Records to use:
# # # #

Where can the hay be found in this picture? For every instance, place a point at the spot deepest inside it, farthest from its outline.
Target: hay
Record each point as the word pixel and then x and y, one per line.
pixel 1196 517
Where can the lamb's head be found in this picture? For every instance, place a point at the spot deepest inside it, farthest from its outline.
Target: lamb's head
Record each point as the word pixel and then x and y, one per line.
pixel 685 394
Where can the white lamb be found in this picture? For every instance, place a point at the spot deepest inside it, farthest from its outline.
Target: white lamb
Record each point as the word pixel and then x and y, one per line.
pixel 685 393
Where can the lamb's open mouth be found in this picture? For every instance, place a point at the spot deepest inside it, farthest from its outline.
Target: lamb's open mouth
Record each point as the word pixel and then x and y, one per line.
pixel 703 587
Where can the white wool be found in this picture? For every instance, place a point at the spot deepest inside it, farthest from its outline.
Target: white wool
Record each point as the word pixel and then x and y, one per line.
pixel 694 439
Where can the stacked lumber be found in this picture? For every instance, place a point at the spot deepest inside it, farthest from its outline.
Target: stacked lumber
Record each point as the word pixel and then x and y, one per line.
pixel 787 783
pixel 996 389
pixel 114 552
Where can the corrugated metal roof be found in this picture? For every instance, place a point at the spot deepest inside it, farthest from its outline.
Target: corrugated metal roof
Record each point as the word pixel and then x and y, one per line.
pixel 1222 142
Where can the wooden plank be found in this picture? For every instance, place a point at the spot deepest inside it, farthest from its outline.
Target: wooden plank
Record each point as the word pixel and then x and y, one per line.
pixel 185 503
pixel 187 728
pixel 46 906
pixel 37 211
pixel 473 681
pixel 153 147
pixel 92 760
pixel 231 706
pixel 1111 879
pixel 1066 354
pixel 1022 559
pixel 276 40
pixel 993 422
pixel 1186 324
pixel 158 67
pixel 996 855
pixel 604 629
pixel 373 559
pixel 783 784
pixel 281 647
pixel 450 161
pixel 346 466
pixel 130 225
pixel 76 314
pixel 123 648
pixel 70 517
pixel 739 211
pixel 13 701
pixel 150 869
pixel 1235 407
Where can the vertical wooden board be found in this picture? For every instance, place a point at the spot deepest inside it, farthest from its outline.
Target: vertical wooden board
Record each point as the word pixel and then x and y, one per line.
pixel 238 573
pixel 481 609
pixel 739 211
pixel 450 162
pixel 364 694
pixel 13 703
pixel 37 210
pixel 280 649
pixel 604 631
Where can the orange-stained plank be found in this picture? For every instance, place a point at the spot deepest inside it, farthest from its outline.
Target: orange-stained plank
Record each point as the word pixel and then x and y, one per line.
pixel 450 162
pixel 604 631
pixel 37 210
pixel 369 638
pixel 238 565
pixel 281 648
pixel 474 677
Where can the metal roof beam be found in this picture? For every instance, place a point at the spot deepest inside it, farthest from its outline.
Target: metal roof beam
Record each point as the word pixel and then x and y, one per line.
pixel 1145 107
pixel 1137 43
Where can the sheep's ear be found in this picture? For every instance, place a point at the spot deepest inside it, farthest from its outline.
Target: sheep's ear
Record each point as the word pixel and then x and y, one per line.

# # # #

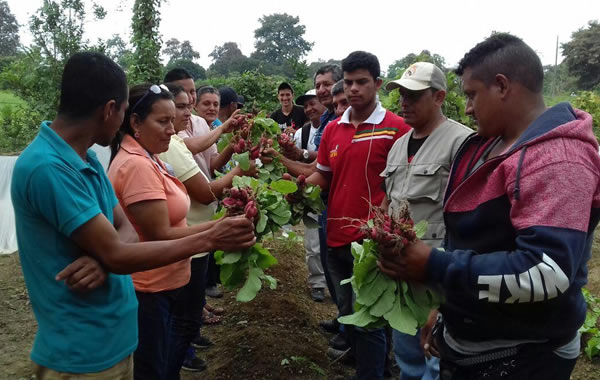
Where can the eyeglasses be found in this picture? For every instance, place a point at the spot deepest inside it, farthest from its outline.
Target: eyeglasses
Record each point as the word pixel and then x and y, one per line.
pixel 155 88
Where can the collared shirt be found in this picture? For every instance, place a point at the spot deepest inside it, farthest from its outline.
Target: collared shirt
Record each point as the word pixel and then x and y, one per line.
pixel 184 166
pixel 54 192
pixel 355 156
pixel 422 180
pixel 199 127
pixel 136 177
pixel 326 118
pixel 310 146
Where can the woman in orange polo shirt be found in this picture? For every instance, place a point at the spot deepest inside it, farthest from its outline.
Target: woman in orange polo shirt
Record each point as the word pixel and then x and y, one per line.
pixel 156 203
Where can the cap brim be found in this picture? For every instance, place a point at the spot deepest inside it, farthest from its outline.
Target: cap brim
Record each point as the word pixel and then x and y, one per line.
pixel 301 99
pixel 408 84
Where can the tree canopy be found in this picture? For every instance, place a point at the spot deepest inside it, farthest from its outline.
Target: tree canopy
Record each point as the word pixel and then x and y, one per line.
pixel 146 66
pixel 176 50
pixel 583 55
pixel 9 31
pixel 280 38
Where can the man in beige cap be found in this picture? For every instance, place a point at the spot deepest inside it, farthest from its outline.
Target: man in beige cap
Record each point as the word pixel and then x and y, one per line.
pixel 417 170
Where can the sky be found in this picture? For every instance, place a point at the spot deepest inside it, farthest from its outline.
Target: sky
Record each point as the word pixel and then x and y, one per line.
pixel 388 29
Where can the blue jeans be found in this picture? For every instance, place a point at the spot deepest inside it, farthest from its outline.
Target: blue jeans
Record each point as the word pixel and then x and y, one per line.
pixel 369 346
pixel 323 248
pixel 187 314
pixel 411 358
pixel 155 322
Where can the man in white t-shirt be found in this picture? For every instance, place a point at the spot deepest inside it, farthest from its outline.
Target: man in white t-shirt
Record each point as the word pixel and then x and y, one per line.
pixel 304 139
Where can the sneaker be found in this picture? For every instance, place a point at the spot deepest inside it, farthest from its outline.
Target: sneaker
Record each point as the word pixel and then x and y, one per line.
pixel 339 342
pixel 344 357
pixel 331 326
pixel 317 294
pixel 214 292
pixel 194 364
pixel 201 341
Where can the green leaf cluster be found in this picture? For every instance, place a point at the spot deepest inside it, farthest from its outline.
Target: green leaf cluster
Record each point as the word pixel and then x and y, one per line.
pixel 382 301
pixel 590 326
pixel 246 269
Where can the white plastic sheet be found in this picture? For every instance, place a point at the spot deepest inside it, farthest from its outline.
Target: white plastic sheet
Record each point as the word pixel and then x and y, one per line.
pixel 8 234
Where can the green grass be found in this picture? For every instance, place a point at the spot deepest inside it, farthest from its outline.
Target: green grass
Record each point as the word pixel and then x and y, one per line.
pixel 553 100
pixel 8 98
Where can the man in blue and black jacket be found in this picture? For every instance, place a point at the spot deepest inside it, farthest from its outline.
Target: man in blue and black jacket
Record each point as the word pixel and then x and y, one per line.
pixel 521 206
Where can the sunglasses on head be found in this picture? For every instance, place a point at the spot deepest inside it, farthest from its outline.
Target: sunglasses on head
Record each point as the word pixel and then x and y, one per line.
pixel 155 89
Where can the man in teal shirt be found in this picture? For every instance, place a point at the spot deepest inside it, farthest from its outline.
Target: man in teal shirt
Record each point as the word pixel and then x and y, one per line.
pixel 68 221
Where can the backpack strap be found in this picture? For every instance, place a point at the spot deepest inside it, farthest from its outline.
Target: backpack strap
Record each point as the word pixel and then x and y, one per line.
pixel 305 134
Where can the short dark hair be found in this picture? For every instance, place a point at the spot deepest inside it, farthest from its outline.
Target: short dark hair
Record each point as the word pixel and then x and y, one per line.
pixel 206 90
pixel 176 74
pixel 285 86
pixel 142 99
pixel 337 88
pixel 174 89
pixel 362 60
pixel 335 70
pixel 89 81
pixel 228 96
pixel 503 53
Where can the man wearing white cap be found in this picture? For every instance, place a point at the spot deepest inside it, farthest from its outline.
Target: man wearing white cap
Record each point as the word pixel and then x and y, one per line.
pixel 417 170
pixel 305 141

# # # #

Copy the lines of the listing verbatim, starting with the line that contains "Where can the sunglasses" and going on through the line that contains "pixel 305 141".

Where can the sunglasses on head be found in this picture? For every instance, place a point at the spot deepest inside it, farthest from its outline.
Target: sunglasses on head
Record each point as the word pixel and then x and y, one per line.
pixel 155 89
Where can the man in teal shirt be found in this picture? For every instance, place a point at the spot deepest inside it, farthest from its outline.
Target: man in teal shirt
Record each point as the word pixel and then x and y, one per line.
pixel 68 221
Where can the backpack strap be found in this picture? For every instance, place a point at the spot deepest inside it, farthest from its outline.
Target: backpack strap
Record each point as the word pixel and then x and y, one per line.
pixel 305 134
Where can the short dark hair be found in this picture? For every instance, place a point at the spot deepest inside it, farthest from its outline.
Target: short dark hair
Record each point as the word pixel and then x and y, one per line.
pixel 206 90
pixel 176 74
pixel 285 86
pixel 142 99
pixel 337 88
pixel 174 89
pixel 362 60
pixel 335 70
pixel 89 81
pixel 228 96
pixel 503 53
Where can the man wearing white cap be found in this picture? For every instance, place a point at the spot deepest inside it, farthest from its outline.
Target: man wearing white cap
Record each point as the word pixel and then x and y, one per line.
pixel 417 170
pixel 305 141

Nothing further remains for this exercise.